STATED TASK =
Identify each line in the records that contains the word "tail", and copy those lines out in full.

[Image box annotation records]
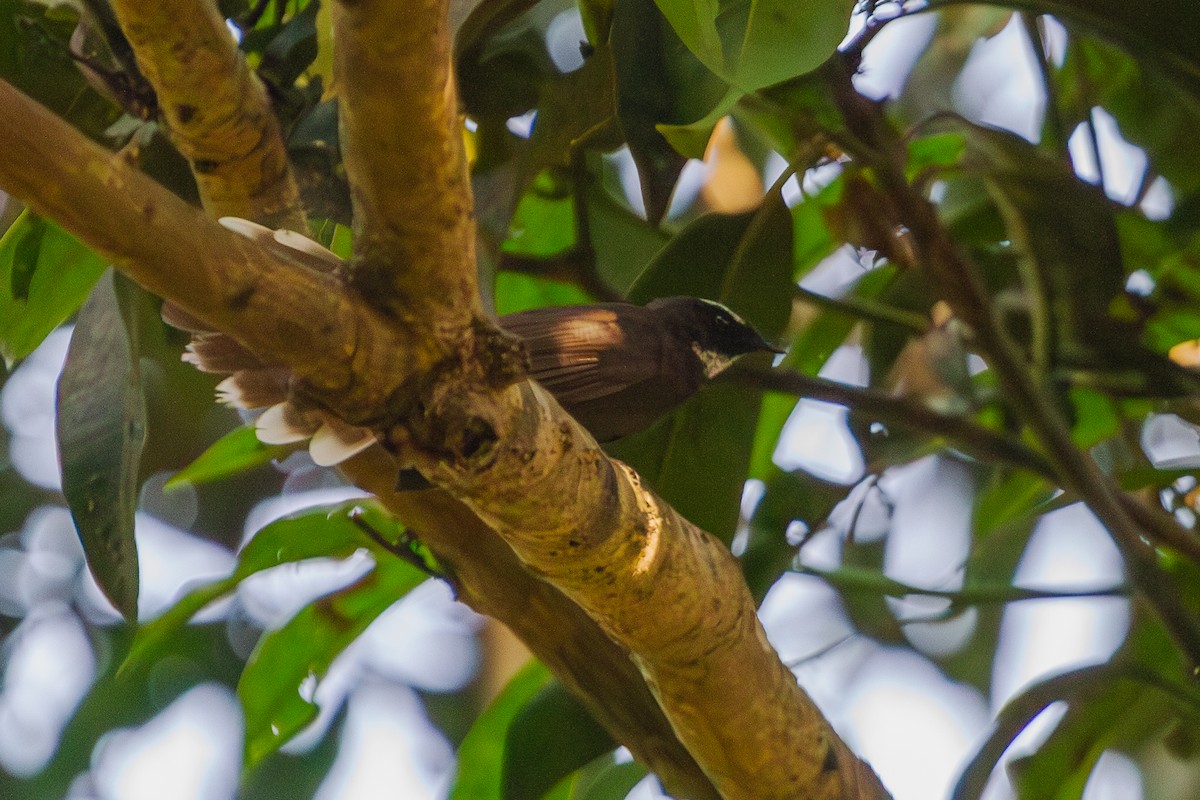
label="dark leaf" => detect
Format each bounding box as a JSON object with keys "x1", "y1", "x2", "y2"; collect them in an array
[
  {"x1": 258, "y1": 0, "x2": 320, "y2": 86},
  {"x1": 0, "y1": 211, "x2": 107, "y2": 366},
  {"x1": 658, "y1": 0, "x2": 854, "y2": 91},
  {"x1": 742, "y1": 470, "x2": 853, "y2": 602},
  {"x1": 503, "y1": 680, "x2": 617, "y2": 800},
  {"x1": 163, "y1": 426, "x2": 290, "y2": 491},
  {"x1": 612, "y1": 0, "x2": 688, "y2": 224},
  {"x1": 450, "y1": 661, "x2": 551, "y2": 800},
  {"x1": 612, "y1": 193, "x2": 792, "y2": 540},
  {"x1": 56, "y1": 272, "x2": 145, "y2": 620},
  {"x1": 121, "y1": 504, "x2": 395, "y2": 673},
  {"x1": 238, "y1": 534, "x2": 427, "y2": 764},
  {"x1": 571, "y1": 762, "x2": 646, "y2": 800}
]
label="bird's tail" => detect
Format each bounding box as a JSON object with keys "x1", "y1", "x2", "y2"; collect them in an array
[{"x1": 162, "y1": 217, "x2": 376, "y2": 467}]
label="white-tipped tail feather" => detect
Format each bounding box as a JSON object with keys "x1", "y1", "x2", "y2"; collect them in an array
[{"x1": 162, "y1": 217, "x2": 376, "y2": 467}]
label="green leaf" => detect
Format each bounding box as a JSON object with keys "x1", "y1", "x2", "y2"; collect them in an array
[
  {"x1": 571, "y1": 762, "x2": 647, "y2": 800},
  {"x1": 450, "y1": 661, "x2": 551, "y2": 800},
  {"x1": 258, "y1": 0, "x2": 320, "y2": 86},
  {"x1": 163, "y1": 426, "x2": 292, "y2": 491},
  {"x1": 500, "y1": 170, "x2": 575, "y2": 258},
  {"x1": 610, "y1": 192, "x2": 792, "y2": 540},
  {"x1": 973, "y1": 470, "x2": 1058, "y2": 536},
  {"x1": 611, "y1": 0, "x2": 688, "y2": 224},
  {"x1": 930, "y1": 0, "x2": 1200, "y2": 97},
  {"x1": 655, "y1": 0, "x2": 854, "y2": 91},
  {"x1": 0, "y1": 210, "x2": 107, "y2": 366},
  {"x1": 120, "y1": 503, "x2": 408, "y2": 673},
  {"x1": 238, "y1": 544, "x2": 426, "y2": 764},
  {"x1": 740, "y1": 470, "x2": 854, "y2": 602},
  {"x1": 56, "y1": 272, "x2": 145, "y2": 620},
  {"x1": 504, "y1": 680, "x2": 617, "y2": 800},
  {"x1": 496, "y1": 271, "x2": 595, "y2": 314}
]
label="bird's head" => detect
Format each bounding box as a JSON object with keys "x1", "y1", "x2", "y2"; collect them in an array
[{"x1": 648, "y1": 297, "x2": 782, "y2": 378}]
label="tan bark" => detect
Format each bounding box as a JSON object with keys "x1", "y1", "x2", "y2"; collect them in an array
[
  {"x1": 113, "y1": 0, "x2": 307, "y2": 233},
  {"x1": 0, "y1": 82, "x2": 715, "y2": 799},
  {"x1": 0, "y1": 0, "x2": 886, "y2": 798}
]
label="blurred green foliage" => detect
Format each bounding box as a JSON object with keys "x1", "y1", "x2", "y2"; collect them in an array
[{"x1": 0, "y1": 0, "x2": 1200, "y2": 800}]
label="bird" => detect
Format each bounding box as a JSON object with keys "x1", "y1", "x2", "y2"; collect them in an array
[{"x1": 171, "y1": 217, "x2": 782, "y2": 470}]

THE SOLUTION =
label="bird's tail" => detect
label="white-tipped tail feather" => detect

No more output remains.